* WRITTEN REQUEST
Quote verbatim the lines of the listing, beginning with the line containing "Spot the sail" and continuing through the line containing "[[435, 175], [500, 181]]".

[Items from a dataset]
____________________
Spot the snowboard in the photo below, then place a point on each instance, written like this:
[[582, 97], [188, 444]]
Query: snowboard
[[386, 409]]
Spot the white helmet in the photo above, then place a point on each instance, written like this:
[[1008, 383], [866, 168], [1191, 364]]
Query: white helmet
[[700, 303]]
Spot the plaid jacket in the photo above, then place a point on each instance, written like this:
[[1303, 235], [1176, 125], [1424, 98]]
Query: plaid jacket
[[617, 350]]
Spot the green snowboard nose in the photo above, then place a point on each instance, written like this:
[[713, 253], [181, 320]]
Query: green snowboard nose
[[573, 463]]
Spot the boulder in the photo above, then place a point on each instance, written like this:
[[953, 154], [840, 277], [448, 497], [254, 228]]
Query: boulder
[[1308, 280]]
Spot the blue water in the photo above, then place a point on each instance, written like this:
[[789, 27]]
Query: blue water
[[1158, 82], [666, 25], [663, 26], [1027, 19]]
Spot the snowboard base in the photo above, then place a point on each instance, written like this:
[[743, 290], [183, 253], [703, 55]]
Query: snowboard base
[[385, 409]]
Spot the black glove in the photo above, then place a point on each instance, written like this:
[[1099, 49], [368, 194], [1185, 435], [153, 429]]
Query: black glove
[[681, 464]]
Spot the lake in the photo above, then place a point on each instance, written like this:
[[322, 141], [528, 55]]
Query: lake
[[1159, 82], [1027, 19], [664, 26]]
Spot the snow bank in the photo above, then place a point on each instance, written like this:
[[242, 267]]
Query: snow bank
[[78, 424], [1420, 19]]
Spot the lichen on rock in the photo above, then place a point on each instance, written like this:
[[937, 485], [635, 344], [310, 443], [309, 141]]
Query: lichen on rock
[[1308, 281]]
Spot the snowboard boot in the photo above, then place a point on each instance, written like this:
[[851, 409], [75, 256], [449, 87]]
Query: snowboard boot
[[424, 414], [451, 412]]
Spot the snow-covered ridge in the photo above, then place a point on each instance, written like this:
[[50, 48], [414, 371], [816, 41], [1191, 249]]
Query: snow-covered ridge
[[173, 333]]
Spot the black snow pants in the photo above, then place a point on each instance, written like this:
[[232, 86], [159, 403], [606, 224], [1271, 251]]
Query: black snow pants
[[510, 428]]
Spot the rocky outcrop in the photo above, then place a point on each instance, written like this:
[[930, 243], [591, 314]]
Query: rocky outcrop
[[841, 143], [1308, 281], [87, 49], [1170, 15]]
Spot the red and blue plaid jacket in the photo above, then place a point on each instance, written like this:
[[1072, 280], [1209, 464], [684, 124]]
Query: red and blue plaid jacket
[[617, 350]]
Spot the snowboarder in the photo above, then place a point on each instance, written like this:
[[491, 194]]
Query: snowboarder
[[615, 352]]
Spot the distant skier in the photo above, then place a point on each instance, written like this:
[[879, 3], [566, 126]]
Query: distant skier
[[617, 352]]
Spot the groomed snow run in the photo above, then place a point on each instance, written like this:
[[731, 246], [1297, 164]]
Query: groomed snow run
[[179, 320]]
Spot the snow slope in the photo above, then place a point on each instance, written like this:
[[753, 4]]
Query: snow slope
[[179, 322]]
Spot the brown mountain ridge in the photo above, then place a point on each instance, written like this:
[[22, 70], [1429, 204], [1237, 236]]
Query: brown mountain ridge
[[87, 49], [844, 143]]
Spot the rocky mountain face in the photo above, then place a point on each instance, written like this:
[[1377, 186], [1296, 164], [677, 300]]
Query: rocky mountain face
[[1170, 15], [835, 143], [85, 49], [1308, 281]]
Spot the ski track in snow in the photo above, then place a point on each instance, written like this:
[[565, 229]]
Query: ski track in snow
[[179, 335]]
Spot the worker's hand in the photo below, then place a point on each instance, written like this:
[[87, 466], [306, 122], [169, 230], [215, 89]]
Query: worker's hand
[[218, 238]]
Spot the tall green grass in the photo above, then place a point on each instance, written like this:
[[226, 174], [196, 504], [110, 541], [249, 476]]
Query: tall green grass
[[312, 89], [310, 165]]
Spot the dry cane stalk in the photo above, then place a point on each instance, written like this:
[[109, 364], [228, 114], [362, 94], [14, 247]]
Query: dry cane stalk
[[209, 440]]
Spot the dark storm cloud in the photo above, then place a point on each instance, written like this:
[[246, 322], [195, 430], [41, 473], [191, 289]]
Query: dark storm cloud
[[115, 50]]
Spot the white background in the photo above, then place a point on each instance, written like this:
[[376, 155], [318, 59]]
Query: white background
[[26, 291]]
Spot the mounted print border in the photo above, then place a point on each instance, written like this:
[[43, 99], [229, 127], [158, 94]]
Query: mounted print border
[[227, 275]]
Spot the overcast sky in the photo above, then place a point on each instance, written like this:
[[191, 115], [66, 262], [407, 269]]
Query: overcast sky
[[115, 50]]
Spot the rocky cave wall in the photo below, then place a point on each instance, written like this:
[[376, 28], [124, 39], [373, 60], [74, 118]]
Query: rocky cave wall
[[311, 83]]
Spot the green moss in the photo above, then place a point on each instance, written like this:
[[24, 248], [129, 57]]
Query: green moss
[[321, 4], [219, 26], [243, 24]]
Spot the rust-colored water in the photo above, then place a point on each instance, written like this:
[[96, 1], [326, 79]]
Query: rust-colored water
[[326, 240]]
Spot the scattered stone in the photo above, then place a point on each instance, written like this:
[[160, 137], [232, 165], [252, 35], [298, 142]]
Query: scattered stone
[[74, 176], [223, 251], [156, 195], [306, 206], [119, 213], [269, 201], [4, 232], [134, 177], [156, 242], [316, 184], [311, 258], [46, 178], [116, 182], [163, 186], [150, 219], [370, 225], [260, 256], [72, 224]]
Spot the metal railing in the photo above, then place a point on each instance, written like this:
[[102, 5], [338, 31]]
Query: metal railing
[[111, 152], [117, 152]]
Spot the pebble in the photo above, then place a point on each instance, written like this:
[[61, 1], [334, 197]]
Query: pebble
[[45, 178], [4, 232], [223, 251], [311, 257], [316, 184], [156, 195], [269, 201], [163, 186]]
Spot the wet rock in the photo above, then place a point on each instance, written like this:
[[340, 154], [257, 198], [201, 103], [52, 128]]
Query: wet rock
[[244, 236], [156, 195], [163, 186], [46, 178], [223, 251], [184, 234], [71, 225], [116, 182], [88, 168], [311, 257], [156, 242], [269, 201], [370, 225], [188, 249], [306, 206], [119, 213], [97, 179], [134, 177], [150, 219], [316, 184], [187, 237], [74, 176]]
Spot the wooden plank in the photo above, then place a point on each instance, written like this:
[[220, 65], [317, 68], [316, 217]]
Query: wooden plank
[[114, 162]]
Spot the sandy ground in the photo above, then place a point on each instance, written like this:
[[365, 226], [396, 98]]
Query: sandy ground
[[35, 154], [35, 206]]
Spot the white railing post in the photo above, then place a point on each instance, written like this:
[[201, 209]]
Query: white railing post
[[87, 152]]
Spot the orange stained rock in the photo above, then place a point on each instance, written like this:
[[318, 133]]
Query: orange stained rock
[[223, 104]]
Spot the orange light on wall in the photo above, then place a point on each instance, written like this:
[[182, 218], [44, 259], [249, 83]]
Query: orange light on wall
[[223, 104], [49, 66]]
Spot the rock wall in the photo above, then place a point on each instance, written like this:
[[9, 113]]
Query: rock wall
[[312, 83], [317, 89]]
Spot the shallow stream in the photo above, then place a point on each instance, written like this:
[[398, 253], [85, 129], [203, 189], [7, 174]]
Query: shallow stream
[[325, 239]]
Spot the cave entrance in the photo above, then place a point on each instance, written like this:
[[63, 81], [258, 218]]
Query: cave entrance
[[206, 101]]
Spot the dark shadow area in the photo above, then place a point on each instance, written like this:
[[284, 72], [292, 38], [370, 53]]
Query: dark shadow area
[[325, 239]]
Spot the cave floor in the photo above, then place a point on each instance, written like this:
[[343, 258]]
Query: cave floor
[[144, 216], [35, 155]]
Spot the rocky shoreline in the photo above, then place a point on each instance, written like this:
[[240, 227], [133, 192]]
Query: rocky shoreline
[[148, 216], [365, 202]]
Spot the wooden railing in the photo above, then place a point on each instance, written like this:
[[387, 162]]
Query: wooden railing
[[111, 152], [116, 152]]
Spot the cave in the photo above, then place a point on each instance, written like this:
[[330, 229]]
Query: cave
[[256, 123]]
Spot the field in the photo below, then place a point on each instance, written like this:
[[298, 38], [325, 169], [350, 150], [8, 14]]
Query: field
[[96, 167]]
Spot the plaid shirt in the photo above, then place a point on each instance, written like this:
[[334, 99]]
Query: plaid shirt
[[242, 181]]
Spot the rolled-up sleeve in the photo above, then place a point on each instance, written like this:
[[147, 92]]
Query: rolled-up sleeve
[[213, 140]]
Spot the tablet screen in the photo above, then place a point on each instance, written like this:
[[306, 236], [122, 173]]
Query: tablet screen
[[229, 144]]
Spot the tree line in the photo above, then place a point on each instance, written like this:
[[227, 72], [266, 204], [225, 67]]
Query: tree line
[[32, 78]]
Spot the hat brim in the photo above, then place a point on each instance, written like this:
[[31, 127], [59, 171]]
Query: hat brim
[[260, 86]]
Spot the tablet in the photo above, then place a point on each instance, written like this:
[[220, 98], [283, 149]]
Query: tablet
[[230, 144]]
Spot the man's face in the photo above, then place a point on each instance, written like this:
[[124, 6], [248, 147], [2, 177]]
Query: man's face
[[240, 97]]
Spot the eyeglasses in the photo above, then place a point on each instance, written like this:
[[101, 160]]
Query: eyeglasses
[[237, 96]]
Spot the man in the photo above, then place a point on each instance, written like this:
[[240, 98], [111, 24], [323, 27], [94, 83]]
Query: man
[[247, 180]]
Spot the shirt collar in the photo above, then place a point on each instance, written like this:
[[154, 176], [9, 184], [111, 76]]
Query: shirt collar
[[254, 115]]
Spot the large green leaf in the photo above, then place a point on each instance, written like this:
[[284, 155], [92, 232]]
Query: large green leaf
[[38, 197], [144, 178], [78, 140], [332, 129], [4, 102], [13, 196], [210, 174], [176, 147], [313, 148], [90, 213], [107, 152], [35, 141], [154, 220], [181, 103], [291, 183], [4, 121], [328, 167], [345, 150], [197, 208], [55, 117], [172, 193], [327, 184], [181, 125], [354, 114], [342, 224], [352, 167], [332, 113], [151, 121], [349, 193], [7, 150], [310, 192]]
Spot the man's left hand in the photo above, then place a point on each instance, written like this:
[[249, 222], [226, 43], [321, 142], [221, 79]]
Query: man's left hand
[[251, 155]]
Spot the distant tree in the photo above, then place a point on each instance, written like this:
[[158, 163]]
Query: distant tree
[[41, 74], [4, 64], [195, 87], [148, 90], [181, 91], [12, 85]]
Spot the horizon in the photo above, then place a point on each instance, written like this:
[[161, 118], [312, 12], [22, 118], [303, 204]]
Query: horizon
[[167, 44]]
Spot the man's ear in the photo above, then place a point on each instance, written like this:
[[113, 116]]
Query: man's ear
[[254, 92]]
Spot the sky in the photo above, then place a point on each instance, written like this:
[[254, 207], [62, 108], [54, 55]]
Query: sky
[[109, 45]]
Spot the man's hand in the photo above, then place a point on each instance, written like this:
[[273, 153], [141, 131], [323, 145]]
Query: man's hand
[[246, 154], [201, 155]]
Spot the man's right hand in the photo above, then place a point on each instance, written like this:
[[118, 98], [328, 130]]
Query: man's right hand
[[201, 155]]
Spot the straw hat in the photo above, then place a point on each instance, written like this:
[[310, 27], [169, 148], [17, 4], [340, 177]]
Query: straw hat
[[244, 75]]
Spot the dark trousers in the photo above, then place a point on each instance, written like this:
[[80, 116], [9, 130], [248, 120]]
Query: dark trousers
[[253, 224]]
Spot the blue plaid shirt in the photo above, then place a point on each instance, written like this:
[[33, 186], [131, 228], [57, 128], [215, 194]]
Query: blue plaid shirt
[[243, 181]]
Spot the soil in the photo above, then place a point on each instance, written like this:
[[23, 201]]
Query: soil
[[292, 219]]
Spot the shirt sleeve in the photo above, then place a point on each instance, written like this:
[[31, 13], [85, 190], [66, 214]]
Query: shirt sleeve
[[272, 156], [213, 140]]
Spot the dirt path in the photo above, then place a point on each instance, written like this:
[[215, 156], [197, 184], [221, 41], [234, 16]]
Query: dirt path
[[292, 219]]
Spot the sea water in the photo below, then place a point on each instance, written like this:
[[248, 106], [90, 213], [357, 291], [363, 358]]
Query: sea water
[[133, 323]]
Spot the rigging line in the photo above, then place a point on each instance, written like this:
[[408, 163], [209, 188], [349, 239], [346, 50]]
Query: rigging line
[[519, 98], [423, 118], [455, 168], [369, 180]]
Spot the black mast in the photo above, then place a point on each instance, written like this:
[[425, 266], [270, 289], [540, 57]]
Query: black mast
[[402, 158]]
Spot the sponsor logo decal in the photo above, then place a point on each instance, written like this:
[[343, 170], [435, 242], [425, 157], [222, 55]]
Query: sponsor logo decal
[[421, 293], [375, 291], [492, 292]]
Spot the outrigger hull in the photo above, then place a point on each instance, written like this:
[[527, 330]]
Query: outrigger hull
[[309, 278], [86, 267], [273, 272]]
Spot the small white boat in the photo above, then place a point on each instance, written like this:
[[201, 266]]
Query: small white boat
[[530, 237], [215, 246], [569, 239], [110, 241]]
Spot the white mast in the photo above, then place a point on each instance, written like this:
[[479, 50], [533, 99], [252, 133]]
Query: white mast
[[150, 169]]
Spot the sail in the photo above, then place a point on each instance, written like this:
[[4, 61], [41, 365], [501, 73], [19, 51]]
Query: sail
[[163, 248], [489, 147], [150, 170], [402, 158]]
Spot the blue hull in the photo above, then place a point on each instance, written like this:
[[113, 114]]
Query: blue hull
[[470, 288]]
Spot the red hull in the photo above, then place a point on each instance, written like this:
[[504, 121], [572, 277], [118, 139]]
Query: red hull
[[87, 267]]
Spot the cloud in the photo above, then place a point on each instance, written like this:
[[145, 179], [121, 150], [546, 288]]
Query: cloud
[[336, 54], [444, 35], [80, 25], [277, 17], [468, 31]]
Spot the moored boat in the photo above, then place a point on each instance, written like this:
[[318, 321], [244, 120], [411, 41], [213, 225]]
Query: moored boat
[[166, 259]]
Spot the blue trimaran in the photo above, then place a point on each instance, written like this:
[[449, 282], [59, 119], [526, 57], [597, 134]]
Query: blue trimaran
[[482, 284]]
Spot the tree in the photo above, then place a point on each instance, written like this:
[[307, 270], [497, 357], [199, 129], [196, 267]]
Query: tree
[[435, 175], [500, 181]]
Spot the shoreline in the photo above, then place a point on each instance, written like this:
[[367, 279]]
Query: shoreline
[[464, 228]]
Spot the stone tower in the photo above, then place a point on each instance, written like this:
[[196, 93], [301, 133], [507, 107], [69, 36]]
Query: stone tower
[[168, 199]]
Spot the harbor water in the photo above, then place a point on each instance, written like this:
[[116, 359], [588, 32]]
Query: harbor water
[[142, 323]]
____________________
* WORKED ANSWER
Spot the sail in the photo above, then place a point on each instance, written like this:
[[4, 61], [41, 365], [501, 73], [19, 51]]
Query: sail
[[163, 248], [489, 147], [150, 170], [402, 158]]
Spot the blue hull in the photo above, then place a point on each instance, written like this:
[[113, 114]]
Query: blue hull
[[470, 288]]
Spot the red hull in the photo above, then place a point on each instance, written like this:
[[504, 121], [572, 277], [118, 139]]
Query: red hull
[[87, 267]]
Spot the cloud in the photo above, then place a point on each instance, written like this:
[[145, 179], [121, 150], [546, 288]]
Query: cloud
[[336, 54], [444, 35], [80, 25], [277, 17], [468, 31]]
Spot the moored boat in the photo above, then place a point on each instance, written like this:
[[318, 321], [244, 120], [411, 41], [213, 225]]
Query: moored boat
[[166, 259]]
Spot the blue trimaran in the photo above, then place a point on each instance, written like this:
[[449, 282], [59, 119], [526, 57], [597, 134]]
Query: blue trimaran
[[482, 284]]
Spot the tree in the photo above, then place a point on each instance, written like this:
[[307, 270], [497, 357], [199, 129], [196, 267]]
Query: tree
[[435, 175], [500, 181]]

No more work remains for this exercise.